▶ Task brief:
Lines from the one containing "Put a point on every instance of the stubble" to the end of the data below are to be restated exactly, with both ends included and nothing else.

▶ Material provided:
★ ★ ★ ★ ★
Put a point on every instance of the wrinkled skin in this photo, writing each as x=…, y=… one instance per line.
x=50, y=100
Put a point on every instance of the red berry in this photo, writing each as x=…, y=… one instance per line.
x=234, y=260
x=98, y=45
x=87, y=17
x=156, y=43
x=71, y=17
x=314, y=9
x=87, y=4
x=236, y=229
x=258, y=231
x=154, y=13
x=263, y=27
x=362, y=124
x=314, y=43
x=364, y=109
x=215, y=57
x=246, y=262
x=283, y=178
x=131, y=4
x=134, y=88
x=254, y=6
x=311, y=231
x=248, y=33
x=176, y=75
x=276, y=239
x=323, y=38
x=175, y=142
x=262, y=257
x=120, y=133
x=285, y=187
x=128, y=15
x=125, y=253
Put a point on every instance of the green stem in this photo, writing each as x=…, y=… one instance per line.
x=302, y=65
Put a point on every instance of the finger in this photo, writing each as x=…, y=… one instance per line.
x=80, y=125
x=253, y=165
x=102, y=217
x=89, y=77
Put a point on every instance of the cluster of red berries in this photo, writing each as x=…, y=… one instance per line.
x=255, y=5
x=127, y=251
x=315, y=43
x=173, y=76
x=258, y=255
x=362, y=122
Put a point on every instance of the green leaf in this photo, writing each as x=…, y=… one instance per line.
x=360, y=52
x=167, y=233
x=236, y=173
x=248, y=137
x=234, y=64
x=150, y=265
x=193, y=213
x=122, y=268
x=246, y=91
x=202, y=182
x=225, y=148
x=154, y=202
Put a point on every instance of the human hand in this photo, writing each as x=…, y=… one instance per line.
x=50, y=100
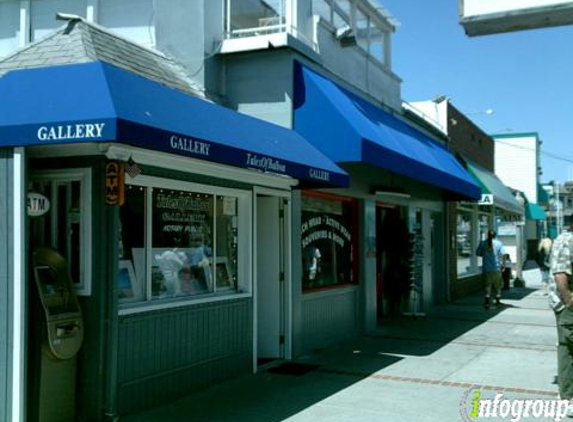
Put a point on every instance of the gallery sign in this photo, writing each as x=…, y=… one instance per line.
x=71, y=132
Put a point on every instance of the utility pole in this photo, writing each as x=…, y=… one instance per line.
x=557, y=202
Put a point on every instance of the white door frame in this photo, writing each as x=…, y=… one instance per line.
x=287, y=299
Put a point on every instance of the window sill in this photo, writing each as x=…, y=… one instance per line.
x=266, y=42
x=468, y=275
x=335, y=289
x=131, y=309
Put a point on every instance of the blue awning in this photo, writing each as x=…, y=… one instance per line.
x=349, y=129
x=97, y=102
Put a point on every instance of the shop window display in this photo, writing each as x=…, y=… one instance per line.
x=464, y=242
x=192, y=245
x=328, y=236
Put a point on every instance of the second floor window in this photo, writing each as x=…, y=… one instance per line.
x=255, y=17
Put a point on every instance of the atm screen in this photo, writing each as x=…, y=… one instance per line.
x=46, y=275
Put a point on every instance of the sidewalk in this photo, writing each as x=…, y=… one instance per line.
x=412, y=370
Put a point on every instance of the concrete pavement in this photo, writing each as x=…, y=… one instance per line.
x=411, y=369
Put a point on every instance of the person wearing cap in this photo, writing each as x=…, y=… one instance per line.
x=492, y=252
x=562, y=304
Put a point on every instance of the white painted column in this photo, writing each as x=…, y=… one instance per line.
x=19, y=283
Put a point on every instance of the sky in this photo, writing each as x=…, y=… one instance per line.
x=525, y=77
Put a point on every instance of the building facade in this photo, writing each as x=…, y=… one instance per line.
x=293, y=266
x=468, y=222
x=518, y=165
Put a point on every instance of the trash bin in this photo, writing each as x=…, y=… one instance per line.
x=59, y=337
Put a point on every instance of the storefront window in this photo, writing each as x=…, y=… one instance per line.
x=182, y=244
x=483, y=221
x=328, y=236
x=192, y=244
x=464, y=242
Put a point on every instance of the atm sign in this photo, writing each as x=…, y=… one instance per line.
x=38, y=204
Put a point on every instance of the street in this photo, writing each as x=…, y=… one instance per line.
x=411, y=369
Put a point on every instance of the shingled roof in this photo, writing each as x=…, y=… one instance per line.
x=80, y=41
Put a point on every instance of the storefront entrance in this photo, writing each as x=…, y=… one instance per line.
x=272, y=277
x=392, y=263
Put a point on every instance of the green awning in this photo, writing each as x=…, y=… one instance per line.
x=493, y=188
x=534, y=212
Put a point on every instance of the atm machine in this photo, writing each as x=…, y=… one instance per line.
x=59, y=329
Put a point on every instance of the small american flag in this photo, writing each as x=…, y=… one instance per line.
x=132, y=168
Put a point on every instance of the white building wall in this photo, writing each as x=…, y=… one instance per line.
x=9, y=27
x=516, y=163
x=355, y=67
x=484, y=7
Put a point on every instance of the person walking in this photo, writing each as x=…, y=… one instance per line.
x=492, y=251
x=543, y=257
x=562, y=269
x=506, y=271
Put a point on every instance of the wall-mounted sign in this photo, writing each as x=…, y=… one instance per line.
x=114, y=184
x=486, y=199
x=38, y=204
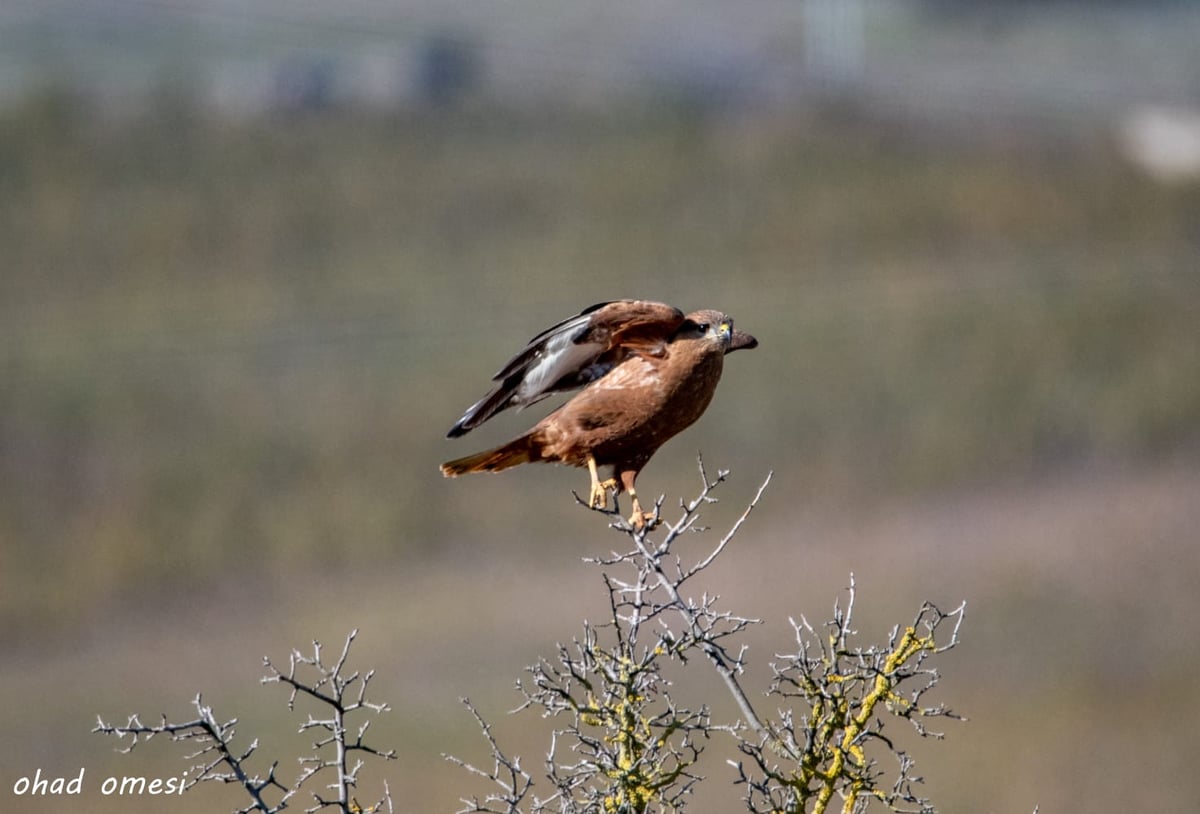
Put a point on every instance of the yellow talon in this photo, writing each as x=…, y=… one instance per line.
x=599, y=497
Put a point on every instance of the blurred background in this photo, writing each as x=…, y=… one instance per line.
x=258, y=257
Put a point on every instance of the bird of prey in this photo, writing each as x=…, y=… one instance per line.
x=647, y=372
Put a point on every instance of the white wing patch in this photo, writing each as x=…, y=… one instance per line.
x=559, y=358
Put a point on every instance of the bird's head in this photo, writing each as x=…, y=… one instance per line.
x=715, y=327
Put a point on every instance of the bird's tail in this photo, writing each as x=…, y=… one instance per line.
x=516, y=452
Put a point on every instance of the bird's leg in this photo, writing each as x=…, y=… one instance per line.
x=599, y=497
x=640, y=519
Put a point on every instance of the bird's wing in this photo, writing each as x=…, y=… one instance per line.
x=574, y=353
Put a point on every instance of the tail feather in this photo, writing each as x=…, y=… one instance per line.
x=516, y=452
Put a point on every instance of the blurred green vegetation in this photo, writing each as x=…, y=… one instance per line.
x=233, y=347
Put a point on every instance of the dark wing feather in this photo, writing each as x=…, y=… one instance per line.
x=573, y=353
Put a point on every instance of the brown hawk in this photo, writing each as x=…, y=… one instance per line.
x=647, y=370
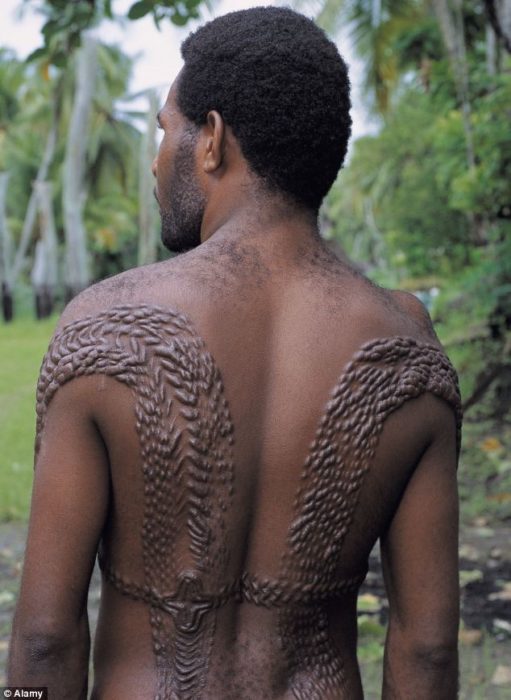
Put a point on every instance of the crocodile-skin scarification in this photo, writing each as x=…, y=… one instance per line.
x=382, y=375
x=188, y=471
x=186, y=436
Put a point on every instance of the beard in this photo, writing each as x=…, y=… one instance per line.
x=181, y=219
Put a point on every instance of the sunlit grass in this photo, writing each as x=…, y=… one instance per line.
x=22, y=346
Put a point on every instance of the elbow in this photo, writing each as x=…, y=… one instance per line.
x=43, y=647
x=434, y=656
x=36, y=650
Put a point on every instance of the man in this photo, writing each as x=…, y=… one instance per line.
x=233, y=429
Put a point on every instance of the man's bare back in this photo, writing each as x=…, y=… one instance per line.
x=233, y=430
x=247, y=492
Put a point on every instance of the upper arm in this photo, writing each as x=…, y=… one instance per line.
x=420, y=547
x=69, y=505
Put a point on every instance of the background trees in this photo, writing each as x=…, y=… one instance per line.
x=425, y=203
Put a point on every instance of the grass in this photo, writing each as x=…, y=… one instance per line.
x=22, y=346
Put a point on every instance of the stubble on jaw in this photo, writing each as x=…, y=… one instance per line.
x=181, y=215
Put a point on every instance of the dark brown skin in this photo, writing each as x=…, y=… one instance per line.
x=255, y=599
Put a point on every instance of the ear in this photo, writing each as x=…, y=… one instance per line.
x=214, y=134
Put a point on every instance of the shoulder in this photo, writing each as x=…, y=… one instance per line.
x=130, y=287
x=380, y=312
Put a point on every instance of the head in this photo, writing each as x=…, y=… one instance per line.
x=281, y=88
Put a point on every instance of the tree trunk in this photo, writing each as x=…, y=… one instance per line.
x=5, y=254
x=452, y=28
x=499, y=16
x=147, y=218
x=73, y=190
x=491, y=51
x=42, y=175
x=44, y=271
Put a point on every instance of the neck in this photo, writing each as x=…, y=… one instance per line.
x=265, y=221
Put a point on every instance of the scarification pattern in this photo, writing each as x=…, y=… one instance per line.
x=382, y=375
x=186, y=438
x=188, y=471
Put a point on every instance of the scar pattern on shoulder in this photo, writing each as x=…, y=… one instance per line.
x=187, y=471
x=189, y=478
x=380, y=378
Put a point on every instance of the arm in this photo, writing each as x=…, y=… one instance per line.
x=420, y=567
x=50, y=635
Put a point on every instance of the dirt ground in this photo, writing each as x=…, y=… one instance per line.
x=485, y=638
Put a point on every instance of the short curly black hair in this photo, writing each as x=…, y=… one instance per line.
x=282, y=87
★ ★ ★ ★ ★
▶ Response:
Put a point on every instance of the stubble on jaw in this photo, writing each as x=…, y=… one instance per line.
x=181, y=215
Put a point on every instance of the dark brown skin in this photo, writing each as x=…, y=… one instance per line.
x=255, y=599
Put a point on every instance of the ear in this photo, writing each as x=…, y=… one instance per line.
x=214, y=134
Put a point on every instance of the shoulder in this photo, writing each as x=…, y=… one instance per line.
x=130, y=287
x=380, y=312
Put a point on every instance of the head in this photo, writing each as x=…, y=… one instance per line.
x=281, y=88
Put a point on every instance of the tree trunk in this photo, writing each as x=…, y=… one instance per line.
x=5, y=254
x=452, y=28
x=499, y=16
x=147, y=218
x=73, y=190
x=491, y=51
x=42, y=175
x=44, y=271
Put a point on every instance of the neck in this photo, writing each as x=…, y=… one instance per line.
x=265, y=221
Put a point on every instance of the scarification pattern in this photo, writing each as x=…, y=… one instance per line.
x=382, y=375
x=186, y=438
x=188, y=471
Put a point on every instance of the scar pattern on shoulder in this photo, writing each as x=…, y=… one instance per line.
x=187, y=471
x=189, y=478
x=380, y=378
Put a point on every instance of the arm in this photo, writing each as x=…, y=… one instance per line.
x=420, y=567
x=50, y=635
Put a point on every instance of the dirt ground in this photo, writing each as x=…, y=… one instance per line.
x=485, y=638
Put a point on every instance of the short curly black hair in this photo, writing each as x=…, y=… one instance per line.
x=282, y=87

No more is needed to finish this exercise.